'''
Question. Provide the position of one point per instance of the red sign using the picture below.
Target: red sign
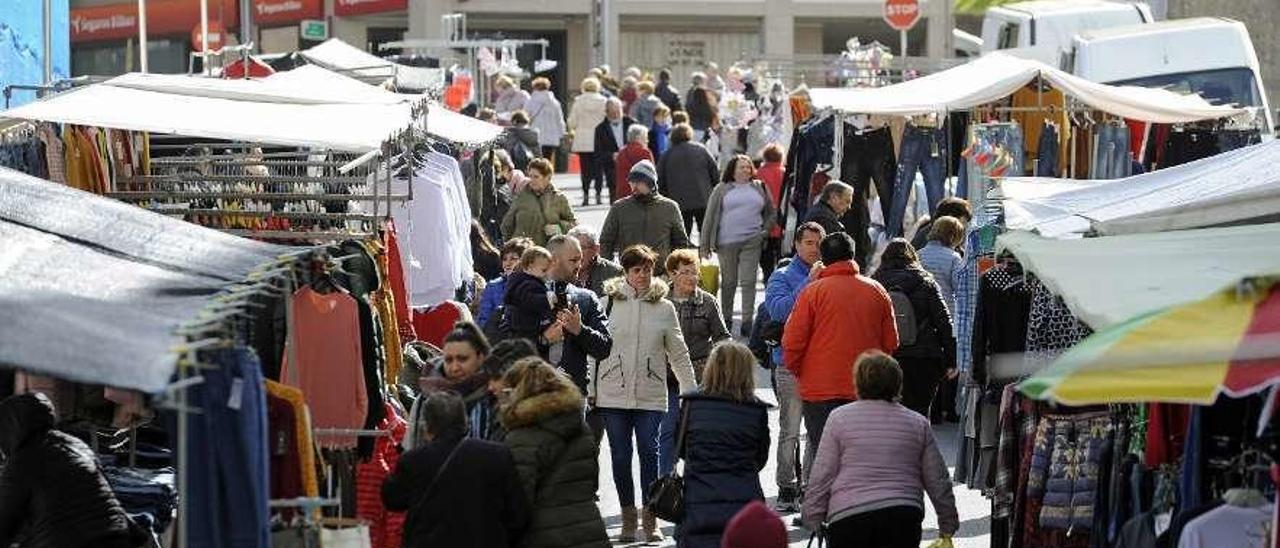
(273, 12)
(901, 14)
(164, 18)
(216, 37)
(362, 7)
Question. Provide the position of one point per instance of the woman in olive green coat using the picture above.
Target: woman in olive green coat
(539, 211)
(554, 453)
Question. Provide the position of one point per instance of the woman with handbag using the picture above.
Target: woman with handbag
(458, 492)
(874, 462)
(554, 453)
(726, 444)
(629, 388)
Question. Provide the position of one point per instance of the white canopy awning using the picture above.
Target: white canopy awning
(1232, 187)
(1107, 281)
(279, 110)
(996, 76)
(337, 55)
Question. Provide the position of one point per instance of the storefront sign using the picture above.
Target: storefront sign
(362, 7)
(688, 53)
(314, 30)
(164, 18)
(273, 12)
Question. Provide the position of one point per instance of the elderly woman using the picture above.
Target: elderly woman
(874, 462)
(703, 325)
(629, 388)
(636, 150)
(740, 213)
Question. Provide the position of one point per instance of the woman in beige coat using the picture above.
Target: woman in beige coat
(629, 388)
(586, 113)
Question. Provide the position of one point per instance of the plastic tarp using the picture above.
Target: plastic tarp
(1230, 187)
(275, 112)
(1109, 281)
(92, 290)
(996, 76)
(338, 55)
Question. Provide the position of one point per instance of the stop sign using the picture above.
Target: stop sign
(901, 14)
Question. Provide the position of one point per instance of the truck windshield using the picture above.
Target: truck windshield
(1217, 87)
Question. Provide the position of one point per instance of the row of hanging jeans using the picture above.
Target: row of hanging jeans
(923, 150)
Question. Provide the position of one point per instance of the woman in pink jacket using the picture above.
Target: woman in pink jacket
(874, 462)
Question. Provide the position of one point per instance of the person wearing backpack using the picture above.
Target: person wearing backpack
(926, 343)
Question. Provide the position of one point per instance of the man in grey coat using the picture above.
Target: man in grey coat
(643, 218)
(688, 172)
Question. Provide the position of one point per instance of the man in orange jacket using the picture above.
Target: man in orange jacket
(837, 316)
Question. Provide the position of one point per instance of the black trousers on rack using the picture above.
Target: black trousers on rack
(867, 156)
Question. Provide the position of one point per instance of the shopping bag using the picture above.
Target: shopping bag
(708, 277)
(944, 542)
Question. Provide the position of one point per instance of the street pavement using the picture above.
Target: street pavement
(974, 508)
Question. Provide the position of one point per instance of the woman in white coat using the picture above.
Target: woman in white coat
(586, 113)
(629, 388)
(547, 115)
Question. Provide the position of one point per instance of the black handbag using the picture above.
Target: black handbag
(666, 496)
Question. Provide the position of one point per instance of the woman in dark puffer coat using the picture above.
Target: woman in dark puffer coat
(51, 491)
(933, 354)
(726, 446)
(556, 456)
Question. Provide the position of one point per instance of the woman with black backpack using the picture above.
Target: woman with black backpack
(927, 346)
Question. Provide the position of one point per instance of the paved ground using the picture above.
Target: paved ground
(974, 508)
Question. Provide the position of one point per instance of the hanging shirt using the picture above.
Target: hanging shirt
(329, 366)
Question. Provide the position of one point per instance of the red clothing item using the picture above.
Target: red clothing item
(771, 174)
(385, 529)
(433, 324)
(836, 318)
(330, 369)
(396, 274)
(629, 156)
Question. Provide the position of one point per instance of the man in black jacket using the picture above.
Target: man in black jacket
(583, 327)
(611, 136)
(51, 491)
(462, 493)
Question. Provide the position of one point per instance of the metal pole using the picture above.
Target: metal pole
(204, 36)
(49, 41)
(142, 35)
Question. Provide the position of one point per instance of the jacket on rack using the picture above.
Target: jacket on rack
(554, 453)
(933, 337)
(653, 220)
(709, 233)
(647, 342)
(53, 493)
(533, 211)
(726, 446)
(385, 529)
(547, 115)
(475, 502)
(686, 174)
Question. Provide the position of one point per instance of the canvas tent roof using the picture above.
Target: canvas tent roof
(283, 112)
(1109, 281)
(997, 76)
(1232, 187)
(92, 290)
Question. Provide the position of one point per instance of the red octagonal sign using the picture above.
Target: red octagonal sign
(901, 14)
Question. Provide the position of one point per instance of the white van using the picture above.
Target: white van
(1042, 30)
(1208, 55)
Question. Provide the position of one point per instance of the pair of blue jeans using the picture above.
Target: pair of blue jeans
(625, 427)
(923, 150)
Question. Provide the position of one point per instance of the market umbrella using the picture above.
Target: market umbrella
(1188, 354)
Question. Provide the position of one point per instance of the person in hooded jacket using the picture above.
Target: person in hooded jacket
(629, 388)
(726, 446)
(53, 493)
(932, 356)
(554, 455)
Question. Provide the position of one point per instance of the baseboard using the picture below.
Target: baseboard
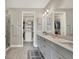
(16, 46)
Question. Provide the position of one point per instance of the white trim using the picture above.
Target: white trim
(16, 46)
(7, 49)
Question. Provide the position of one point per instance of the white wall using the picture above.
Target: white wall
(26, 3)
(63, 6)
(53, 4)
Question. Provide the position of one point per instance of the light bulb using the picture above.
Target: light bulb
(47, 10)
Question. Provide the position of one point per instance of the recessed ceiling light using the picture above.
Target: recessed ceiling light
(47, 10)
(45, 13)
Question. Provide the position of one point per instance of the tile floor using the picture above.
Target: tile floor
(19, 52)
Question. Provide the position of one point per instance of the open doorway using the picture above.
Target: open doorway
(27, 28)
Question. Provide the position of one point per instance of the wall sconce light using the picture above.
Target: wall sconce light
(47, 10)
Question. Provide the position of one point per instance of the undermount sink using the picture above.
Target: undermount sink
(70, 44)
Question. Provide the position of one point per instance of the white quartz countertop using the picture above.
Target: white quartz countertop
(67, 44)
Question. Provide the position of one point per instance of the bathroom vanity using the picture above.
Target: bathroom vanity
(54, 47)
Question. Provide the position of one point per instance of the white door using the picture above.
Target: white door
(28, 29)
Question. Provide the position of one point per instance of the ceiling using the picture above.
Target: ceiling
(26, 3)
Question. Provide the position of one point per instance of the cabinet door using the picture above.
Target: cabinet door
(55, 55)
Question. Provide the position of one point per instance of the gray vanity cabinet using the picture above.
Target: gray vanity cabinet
'''
Output the lines of the records above exactly as they appear, from the line containing "orange jacket using the picture above." through the line containing "trousers on rack using the picture above.".

RESULT OF THIS TASK:
Question. Provide the position of one point per instance of the man in orange jacket using the picture above.
Target: man in orange jacket
(837, 316)
Question. Provide the position of one point per instance of the black trousers on rack using the picture above.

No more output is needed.